»»
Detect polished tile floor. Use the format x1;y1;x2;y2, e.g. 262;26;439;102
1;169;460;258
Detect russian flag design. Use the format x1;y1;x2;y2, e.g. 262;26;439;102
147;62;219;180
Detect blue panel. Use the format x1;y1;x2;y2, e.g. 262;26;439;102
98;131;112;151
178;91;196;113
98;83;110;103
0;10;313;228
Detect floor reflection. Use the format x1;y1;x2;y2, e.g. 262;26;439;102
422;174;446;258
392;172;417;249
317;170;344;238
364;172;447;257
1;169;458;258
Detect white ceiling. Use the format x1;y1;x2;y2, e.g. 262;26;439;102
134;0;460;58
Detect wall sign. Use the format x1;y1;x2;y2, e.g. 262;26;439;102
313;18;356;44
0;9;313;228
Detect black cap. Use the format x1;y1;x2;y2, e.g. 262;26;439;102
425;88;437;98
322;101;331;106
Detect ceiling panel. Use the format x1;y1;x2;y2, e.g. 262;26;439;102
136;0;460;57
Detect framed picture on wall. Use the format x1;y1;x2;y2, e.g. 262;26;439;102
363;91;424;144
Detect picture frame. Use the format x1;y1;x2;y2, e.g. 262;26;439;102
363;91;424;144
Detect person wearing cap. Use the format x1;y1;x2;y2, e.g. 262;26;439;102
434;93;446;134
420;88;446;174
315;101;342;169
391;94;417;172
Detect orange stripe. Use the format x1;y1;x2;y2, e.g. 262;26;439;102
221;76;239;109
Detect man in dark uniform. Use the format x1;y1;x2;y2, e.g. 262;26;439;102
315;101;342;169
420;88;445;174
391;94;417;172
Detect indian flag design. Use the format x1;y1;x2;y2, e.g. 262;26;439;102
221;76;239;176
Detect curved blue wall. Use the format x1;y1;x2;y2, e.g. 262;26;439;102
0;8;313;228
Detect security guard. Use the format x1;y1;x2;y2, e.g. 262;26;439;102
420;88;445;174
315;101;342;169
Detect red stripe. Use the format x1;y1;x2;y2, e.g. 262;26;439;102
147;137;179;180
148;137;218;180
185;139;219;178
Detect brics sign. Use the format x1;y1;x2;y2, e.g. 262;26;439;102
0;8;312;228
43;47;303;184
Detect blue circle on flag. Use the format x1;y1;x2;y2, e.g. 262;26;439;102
««
TASK OBJECTIVE:
Print all of the records, leaving each one exactly as it appears above.

WRITTEN REPLY:
Detect polished tile floor. Use the format x1;y1;x2;y2, e.g. 262;26;439;102
1;169;460;258
Detect russian flag design. Use the format x1;y1;x2;y2, e.g. 262;26;439;102
147;62;219;180
Detect blue panel. Use the format x1;y1;x2;y2, e.g. 262;26;439;102
98;131;112;151
178;91;196;113
98;83;110;103
0;10;313;228
Detect floor reflection. Use the format x1;y1;x2;y2, e.g. 262;26;439;102
422;174;446;258
392;172;417;249
317;170;344;238
364;172;447;257
1;169;458;258
Detect white ceiling. Use the format x1;y1;x2;y2, e.g. 262;26;439;102
134;0;460;58
Detect wall sign. Use the format x1;y1;x2;y2, e.g. 262;26;439;102
313;18;356;44
0;9;313;228
Detect black cap. Use the format x1;y1;x2;y2, e.g. 262;26;439;102
425;88;437;98
322;101;331;106
Detect ceiling panel. Use the format x1;y1;x2;y2, e.g. 262;26;439;102
136;0;460;57
Detect framed picture on wall. Use the format x1;y1;x2;y2, e.g. 262;26;439;102
363;91;424;144
Detect picture frame. Use the format x1;y1;x2;y2, e.g. 262;26;439;102
363;91;424;144
Detect person wearing cap. Use the format x1;y1;x2;y2, e.g. 262;26;439;102
434;93;446;134
420;88;446;174
315;101;342;169
391;94;417;172
Detect orange stripe. Use the format x1;y1;x2;y2, e.g. 262;26;439;102
221;76;239;109
Detect man in dark uniform. Use the format x1;y1;x2;y2, e.g. 262;26;439;102
315;101;342;169
420;88;445;174
391;94;417;172
Detect indian flag design. Use the format x1;y1;x2;y2, e.g. 262;26;439;102
221;76;239;176
Detect curved blue wall. Use the format x1;y1;x2;y2, e.g. 262;26;439;102
0;8;313;228
Detect security guard. Use the format x1;y1;x2;y2, e.g. 262;26;439;102
420;88;445;174
315;101;342;169
Detect red stripe. Use the format x1;y1;x2;y2, e.g. 262;26;439;102
147;137;179;180
148;137;218;180
185;139;219;178
Detect brics sign. Use the format x1;y1;x2;y2, e.g. 262;26;439;102
0;8;312;228
43;47;303;184
Detect blue circle on flag. Use the format x1;y1;x2;y2, e.g. 262;26;439;102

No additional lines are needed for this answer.